* **TASK DIRECTIONS**
Word for word, restate all of the entries.

(EXTRACTED MATERIAL begins)

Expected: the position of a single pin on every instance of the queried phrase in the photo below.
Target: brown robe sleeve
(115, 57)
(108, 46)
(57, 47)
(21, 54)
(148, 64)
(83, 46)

(EXTRACTED MATERIAL ends)

* **ANSWER SECTION**
Expected: the position of a single pin on every instance of the queried phrase in the photo below.
Target: brown robe sleeve
(115, 57)
(108, 46)
(57, 47)
(21, 54)
(148, 64)
(83, 46)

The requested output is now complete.